Single by Johnny Cash

from the album Gone Girl
- A-side: "I Will Rock and Roll with You" "A Song for the Life" (with Rosanne Cash)
- Released: 1978
- Genre: Country, rock and roll, rockabilly
- Label: Columbia 3-10888
- Songwriter: Johnny Cash
- Producer: Larry Butler

Johnny Cash singles chronology
| "It'll Be Her" (1978) | "I Will Rock and Roll with You" (1978) | "(Ghost) Riders in the Sky" (1979) |

Audio
- "I Will Rock and Roll with You" on YouTube

= I Will Rock and Roll with You =

Song by Johnny Cash

"I Will Rock and Roll with You" is a song written and originally recorded by Johnny Cash for his 1978 album Gone Girl.

== Entries shown ==
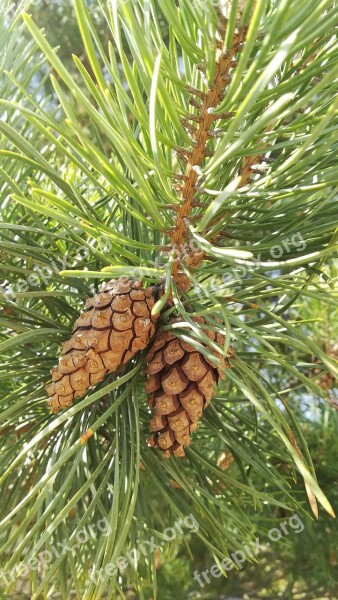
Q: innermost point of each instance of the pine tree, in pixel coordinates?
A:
(194, 153)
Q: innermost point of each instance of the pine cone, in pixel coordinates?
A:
(116, 323)
(181, 384)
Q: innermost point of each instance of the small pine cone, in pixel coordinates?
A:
(181, 382)
(116, 323)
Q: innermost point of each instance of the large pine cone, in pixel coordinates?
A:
(116, 323)
(181, 384)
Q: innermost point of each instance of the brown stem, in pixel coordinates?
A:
(203, 131)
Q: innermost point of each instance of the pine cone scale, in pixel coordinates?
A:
(181, 383)
(115, 324)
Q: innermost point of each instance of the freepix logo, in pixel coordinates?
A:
(249, 551)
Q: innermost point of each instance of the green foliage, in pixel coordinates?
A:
(86, 193)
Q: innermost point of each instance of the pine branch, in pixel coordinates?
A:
(201, 131)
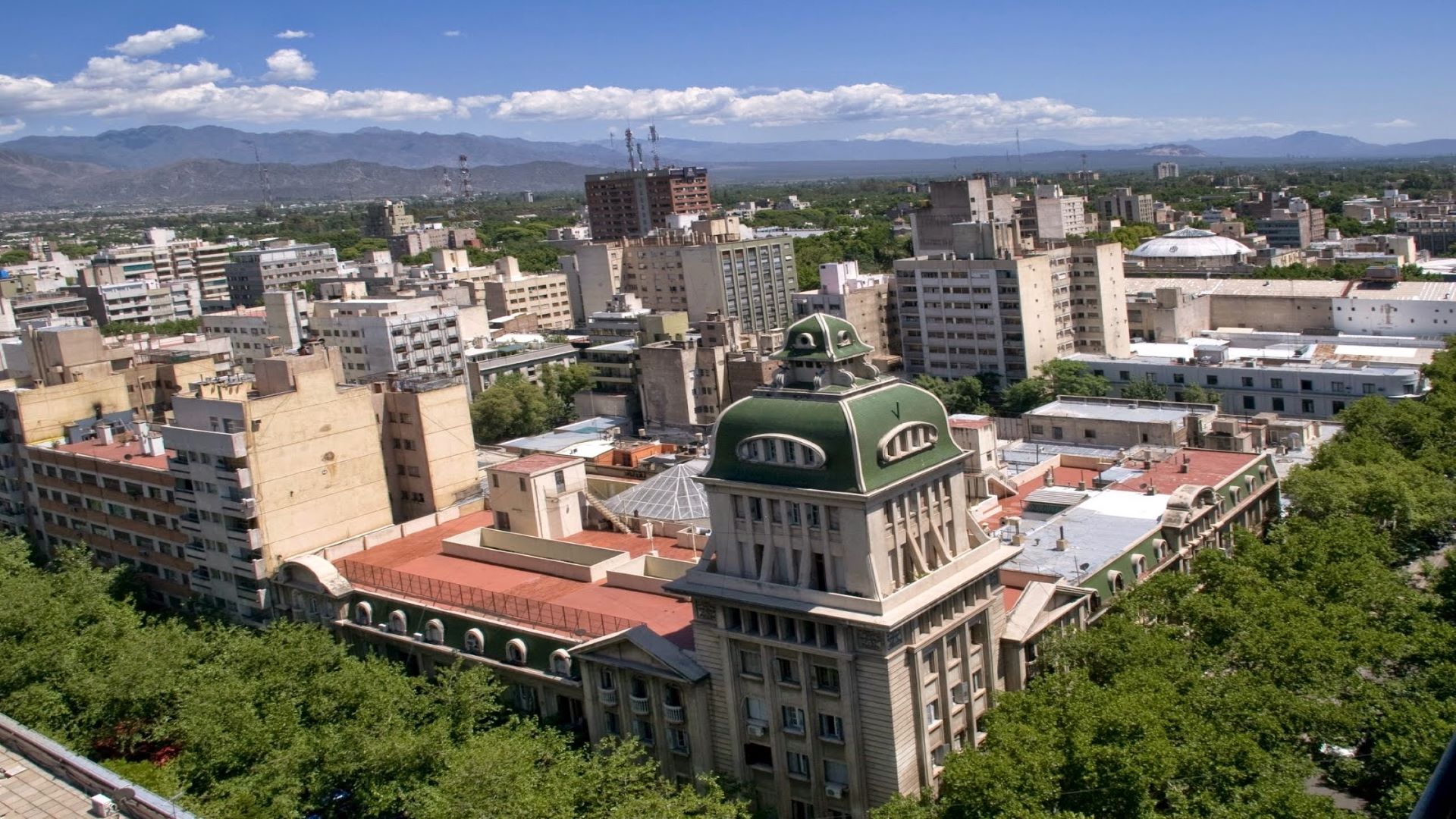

== Aim ==
Continue the text about the Johnny Cash song "I Will Rock and Roll with You" from where it stops.

== Answer to this problem ==
Cash wrote two songs for the album, one of them being "I Will Rock and Roll with You," a rockedup retelling of his Memphis origins, featuring one of the best lead-guitar breaks to appear on a Johnny Cash tune since Carl Perkins left the group in 1973.
— C. Eric Banister. Johnny Cash FAQ: All That's Left to Know About the Man in Black

There are two songs written by Cash on his album, Gone Girl: "It Comes and Goes" and "I Will Rock and Roll with You." Both seem to look back at his Memphis roots while examining his life with June.
— Johnny Cash, the Songs

Released in December 1978 as the album's third and final single (Columbia 3-10888, with "A Song for the Life" on the opposite side), the song reached number 21 on U.S. Billboards country chart in March.

Cash later re-recorded the song in 1985 for the album Class of '55: Memphis Rock & Roll Homecoming (1986).

== Track listing ==

7" single (Columbia 3-10888, 1978)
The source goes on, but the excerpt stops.